__Description of the task__. Show every line of the items below that contains the word "bicycle", copying each one in full.

__Data for the task__.
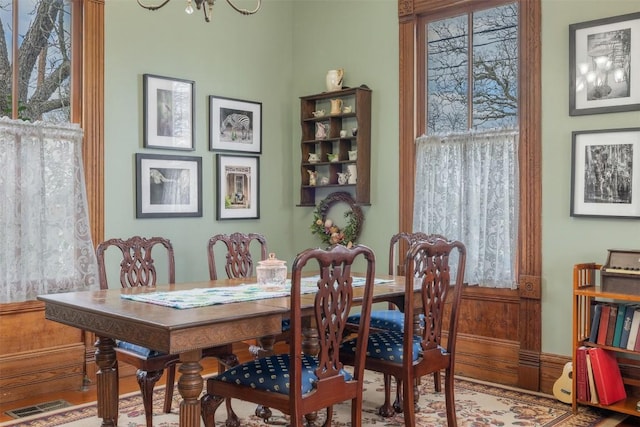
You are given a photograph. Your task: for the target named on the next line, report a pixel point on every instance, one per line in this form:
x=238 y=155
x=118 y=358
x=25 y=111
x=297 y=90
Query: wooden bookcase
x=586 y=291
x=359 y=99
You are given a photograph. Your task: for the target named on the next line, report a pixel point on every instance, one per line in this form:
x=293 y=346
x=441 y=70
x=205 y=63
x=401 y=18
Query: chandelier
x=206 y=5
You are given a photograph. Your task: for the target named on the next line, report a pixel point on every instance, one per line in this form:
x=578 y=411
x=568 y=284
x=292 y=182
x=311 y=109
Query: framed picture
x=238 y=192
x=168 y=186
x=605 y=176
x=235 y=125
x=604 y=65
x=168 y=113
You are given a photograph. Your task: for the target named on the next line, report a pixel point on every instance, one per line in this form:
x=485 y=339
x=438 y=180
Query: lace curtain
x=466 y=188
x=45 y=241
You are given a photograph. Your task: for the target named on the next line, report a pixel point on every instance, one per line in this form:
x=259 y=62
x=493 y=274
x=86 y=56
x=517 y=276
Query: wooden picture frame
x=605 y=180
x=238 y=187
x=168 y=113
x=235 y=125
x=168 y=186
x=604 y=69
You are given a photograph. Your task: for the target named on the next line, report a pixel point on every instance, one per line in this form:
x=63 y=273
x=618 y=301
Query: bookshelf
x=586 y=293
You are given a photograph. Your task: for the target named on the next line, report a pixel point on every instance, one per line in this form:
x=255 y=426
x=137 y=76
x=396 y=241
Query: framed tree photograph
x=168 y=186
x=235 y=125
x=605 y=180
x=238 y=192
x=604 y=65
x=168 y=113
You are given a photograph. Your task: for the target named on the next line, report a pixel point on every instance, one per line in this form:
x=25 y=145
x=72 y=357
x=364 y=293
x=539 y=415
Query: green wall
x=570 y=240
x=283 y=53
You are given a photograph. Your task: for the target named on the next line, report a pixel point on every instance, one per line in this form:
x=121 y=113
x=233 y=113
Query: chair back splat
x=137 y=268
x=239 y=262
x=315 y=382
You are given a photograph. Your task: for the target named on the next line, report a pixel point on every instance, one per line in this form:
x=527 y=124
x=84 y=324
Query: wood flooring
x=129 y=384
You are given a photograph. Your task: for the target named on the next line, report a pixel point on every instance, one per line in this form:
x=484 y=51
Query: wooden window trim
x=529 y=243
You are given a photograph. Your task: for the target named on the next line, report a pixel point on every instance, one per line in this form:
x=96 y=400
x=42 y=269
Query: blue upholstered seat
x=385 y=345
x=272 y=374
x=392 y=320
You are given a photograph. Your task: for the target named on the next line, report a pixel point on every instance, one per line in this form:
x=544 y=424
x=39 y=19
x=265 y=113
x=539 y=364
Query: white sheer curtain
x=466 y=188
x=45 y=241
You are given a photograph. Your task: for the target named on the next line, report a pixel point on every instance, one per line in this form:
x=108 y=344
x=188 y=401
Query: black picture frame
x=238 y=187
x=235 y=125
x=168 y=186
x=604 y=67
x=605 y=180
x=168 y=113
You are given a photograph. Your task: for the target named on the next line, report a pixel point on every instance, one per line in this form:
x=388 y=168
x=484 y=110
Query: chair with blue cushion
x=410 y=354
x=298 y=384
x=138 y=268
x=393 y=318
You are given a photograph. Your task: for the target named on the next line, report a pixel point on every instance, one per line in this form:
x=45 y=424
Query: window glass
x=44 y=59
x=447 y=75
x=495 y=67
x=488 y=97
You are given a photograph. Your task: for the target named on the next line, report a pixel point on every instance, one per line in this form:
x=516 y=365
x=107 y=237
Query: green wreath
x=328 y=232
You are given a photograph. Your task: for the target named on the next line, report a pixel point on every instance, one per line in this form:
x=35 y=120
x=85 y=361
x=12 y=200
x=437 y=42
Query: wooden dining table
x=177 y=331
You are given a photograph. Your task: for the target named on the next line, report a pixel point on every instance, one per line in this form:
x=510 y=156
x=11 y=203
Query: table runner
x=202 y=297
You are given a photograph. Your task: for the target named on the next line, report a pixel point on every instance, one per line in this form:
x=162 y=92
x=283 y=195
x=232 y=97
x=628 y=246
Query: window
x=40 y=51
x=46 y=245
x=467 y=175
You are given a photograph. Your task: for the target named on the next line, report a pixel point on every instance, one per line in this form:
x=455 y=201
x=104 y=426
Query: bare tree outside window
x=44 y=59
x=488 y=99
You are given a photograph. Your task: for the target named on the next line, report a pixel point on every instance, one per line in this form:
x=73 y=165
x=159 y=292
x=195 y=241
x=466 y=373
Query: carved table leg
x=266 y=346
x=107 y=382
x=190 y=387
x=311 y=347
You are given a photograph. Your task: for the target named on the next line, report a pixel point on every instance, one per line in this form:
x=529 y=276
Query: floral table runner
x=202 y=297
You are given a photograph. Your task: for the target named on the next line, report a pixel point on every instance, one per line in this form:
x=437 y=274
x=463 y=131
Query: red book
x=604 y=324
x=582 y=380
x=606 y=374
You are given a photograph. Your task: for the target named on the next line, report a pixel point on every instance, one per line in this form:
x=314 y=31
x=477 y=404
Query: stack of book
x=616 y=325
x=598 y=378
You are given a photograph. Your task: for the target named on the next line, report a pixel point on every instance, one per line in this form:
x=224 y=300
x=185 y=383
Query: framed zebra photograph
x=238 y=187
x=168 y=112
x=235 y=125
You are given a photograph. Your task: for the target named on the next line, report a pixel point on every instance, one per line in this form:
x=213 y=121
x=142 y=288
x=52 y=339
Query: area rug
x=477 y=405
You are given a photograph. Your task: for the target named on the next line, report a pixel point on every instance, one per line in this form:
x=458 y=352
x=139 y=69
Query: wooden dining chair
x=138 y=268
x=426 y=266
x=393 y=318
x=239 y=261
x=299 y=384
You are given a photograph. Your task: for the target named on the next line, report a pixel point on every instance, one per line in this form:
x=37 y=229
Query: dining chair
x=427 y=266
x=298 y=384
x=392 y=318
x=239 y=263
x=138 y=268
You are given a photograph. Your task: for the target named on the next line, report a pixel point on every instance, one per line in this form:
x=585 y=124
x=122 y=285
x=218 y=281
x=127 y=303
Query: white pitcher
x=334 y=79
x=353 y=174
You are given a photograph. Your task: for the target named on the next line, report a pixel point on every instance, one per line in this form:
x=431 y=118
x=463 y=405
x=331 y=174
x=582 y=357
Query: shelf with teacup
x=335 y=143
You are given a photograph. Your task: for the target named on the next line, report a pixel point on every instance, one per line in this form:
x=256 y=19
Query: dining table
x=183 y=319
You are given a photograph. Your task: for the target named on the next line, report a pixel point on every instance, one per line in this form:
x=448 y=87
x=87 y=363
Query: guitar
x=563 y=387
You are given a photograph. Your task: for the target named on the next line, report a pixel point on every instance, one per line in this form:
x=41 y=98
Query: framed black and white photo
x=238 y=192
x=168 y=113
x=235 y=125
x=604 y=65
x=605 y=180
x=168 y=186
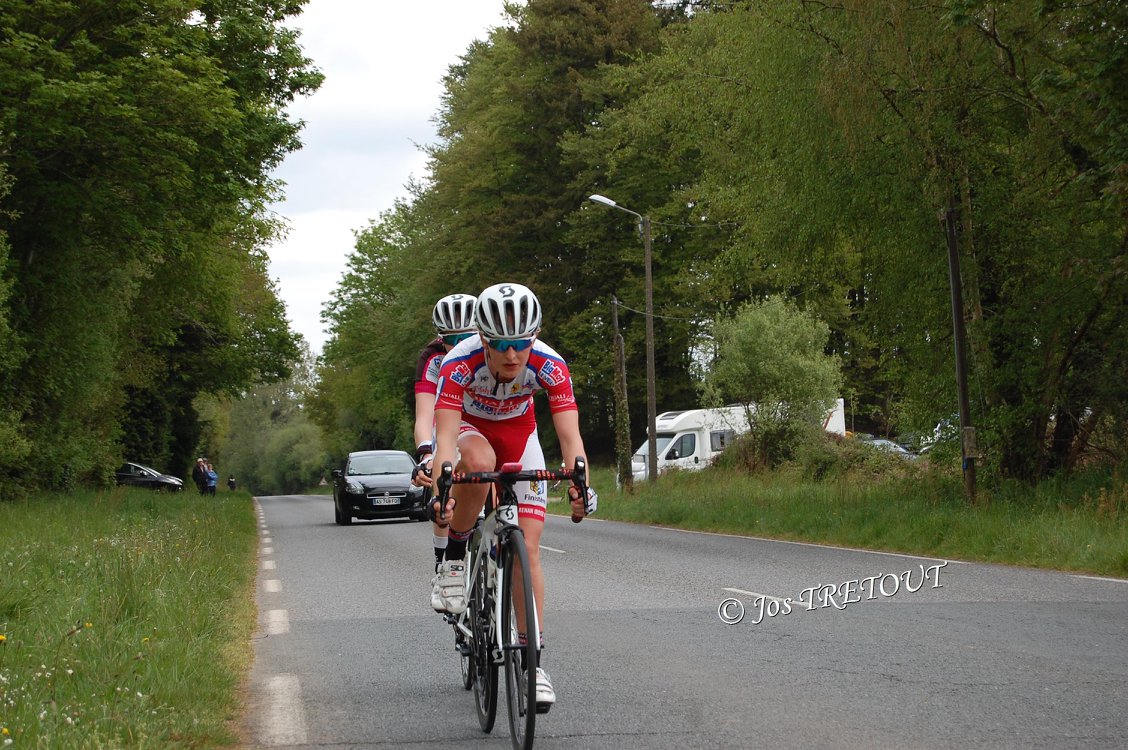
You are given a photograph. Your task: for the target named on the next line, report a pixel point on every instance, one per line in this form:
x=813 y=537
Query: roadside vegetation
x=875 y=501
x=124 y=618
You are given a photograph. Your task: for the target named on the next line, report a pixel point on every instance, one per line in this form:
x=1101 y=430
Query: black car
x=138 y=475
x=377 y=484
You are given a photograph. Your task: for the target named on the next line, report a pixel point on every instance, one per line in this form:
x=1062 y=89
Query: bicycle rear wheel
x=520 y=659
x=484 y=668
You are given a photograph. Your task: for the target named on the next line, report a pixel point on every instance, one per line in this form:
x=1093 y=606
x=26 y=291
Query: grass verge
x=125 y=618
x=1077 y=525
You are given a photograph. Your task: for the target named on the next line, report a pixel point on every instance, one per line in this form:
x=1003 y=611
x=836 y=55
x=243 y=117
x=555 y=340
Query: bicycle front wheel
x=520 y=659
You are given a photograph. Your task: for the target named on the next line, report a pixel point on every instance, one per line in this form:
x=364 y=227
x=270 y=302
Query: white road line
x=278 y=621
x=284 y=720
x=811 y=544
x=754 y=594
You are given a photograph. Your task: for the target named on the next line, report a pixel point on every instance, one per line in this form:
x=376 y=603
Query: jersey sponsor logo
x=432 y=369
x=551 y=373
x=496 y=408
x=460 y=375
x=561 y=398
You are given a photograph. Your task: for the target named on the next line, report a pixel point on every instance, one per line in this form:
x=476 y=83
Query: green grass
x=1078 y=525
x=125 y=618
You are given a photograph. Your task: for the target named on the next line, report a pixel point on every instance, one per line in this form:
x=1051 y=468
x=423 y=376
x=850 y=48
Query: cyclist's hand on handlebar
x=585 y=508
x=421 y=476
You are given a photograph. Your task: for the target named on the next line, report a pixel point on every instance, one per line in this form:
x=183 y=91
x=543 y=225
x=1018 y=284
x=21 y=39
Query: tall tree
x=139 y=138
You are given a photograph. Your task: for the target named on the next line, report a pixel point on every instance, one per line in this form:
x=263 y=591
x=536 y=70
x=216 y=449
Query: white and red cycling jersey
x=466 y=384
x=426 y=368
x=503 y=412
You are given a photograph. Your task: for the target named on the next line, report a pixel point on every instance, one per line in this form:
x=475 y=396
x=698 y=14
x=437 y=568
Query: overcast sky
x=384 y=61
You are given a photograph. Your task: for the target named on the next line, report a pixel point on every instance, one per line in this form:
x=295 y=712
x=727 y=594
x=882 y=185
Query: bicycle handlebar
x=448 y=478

---

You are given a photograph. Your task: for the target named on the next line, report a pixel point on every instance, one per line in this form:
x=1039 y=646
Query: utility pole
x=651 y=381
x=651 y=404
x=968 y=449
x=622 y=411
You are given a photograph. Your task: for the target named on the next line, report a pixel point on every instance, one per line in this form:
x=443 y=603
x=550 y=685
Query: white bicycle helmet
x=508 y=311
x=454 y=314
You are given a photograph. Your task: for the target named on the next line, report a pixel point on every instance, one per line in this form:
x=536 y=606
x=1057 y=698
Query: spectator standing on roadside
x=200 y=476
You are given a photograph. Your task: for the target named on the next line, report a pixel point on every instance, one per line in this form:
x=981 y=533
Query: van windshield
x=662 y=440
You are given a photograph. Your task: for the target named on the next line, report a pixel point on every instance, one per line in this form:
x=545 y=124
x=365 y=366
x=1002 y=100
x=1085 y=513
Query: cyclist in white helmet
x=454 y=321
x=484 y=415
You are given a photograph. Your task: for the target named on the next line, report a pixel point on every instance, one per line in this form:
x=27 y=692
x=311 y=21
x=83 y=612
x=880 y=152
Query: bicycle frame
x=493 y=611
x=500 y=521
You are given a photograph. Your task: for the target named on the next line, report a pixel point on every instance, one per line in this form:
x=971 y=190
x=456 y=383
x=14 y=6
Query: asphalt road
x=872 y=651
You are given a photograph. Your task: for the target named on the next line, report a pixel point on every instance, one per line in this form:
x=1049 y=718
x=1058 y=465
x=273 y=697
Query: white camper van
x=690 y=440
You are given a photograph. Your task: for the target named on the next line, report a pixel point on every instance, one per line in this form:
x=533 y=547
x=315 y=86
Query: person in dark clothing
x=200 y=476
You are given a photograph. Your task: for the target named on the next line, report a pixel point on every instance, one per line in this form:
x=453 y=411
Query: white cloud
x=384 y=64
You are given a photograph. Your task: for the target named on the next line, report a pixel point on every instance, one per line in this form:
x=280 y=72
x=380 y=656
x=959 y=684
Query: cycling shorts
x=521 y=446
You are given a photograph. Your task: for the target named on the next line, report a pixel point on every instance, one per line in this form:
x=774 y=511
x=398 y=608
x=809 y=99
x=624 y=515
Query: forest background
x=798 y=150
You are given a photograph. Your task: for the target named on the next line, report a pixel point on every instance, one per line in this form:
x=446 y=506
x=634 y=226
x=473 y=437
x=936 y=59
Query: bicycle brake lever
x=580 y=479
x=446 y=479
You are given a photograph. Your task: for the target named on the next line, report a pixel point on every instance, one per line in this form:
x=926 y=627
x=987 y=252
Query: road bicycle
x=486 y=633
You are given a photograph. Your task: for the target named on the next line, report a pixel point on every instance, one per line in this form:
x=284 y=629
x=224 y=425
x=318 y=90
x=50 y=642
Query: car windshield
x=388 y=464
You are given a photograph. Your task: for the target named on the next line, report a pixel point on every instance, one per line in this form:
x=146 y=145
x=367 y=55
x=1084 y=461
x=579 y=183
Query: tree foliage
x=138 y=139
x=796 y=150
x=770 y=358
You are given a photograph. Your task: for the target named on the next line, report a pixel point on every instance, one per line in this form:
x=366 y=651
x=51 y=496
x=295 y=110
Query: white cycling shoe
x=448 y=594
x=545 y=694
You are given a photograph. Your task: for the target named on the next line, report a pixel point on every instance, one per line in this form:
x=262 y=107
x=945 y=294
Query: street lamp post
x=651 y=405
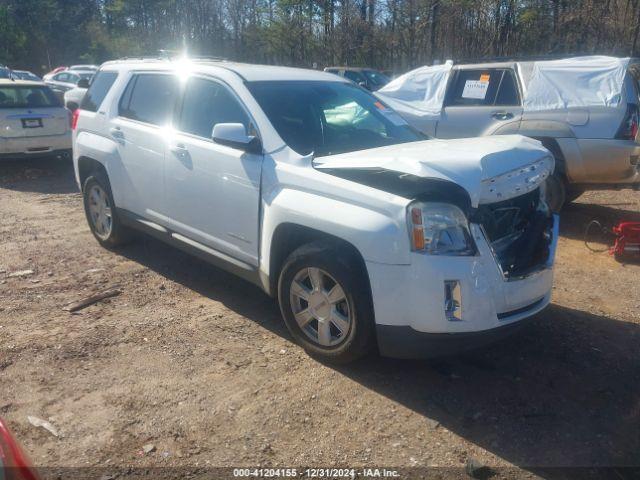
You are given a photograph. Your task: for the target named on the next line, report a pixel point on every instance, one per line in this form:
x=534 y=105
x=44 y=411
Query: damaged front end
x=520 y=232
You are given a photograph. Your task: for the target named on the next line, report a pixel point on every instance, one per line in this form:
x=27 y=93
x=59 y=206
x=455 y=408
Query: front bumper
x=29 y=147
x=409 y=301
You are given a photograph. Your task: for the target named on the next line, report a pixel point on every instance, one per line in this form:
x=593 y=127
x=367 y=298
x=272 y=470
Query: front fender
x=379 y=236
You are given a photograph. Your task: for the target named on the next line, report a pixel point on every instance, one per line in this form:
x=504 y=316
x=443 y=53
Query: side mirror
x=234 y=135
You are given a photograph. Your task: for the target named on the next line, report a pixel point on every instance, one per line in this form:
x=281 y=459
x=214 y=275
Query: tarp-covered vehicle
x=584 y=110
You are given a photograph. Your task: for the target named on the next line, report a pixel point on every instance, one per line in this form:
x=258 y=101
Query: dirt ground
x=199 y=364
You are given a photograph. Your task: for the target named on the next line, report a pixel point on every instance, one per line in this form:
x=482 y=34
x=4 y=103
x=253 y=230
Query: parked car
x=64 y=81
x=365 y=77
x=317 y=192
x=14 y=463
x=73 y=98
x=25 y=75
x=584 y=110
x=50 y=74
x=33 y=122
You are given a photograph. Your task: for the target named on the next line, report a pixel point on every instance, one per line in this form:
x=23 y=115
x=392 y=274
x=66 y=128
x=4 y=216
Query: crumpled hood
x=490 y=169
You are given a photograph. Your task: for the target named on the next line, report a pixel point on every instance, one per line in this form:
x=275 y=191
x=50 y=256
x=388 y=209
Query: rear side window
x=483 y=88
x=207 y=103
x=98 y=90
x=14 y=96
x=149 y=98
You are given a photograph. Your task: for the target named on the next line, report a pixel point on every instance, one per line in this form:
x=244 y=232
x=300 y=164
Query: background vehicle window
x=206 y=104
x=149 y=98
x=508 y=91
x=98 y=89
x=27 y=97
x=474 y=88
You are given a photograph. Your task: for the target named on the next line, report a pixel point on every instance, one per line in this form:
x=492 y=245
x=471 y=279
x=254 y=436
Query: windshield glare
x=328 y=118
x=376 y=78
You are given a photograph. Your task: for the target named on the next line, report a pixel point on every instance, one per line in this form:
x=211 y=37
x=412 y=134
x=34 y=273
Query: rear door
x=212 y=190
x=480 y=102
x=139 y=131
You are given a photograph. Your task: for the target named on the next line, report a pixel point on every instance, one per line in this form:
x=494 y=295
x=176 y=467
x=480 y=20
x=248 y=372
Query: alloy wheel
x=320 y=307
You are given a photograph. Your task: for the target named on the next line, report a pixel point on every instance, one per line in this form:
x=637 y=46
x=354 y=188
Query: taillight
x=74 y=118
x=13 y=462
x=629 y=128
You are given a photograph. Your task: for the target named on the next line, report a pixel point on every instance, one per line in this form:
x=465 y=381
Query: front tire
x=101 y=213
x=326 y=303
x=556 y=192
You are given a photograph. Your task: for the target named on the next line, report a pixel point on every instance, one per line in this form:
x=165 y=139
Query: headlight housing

==

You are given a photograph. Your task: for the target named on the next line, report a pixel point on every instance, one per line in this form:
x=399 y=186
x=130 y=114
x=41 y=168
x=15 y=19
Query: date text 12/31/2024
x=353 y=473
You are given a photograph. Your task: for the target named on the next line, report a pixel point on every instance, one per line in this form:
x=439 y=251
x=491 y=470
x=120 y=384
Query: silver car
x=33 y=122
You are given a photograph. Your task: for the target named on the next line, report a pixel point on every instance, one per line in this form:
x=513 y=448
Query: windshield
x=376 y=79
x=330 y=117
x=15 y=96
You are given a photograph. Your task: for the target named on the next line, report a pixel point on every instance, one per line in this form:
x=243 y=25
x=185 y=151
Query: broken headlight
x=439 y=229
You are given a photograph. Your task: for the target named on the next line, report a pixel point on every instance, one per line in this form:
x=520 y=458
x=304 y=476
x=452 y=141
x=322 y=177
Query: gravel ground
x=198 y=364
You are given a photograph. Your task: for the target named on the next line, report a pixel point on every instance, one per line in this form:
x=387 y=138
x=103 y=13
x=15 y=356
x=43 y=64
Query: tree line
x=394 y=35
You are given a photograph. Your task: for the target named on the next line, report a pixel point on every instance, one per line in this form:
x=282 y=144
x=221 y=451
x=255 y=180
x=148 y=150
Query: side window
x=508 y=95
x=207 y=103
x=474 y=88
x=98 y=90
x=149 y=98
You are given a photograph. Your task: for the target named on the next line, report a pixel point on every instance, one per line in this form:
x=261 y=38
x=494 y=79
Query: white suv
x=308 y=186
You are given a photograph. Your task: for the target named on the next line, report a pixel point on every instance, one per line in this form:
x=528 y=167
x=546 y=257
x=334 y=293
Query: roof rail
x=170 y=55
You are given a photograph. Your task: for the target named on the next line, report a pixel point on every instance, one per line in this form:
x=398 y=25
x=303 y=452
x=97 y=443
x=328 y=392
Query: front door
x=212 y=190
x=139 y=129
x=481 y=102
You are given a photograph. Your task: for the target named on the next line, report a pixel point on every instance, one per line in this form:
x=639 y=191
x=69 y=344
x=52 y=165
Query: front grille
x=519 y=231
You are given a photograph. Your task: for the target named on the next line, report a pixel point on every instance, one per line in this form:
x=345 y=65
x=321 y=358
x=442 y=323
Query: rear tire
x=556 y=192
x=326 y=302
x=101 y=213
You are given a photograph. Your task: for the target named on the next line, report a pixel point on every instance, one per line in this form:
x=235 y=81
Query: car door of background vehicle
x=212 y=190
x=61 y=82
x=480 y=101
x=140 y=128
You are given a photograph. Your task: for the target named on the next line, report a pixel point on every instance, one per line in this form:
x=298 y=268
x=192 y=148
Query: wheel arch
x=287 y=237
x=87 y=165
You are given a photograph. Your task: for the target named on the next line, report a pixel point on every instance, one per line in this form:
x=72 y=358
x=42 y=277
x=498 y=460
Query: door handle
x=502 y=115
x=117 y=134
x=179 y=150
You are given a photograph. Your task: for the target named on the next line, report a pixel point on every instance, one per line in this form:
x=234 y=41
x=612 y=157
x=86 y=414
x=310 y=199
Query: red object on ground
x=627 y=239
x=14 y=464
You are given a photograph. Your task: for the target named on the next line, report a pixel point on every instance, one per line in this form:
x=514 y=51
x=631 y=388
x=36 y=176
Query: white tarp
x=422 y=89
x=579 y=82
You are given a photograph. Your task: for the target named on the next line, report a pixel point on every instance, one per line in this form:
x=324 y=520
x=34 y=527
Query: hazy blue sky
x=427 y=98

__Full answer__.
Query: bicycle rear wheel
Query: bicycle front wheel
Query: bicycle handlebar
Query: white bicycle helmet
Query: bicycle frame
Query: bicycle brake lever
Query: road bicycle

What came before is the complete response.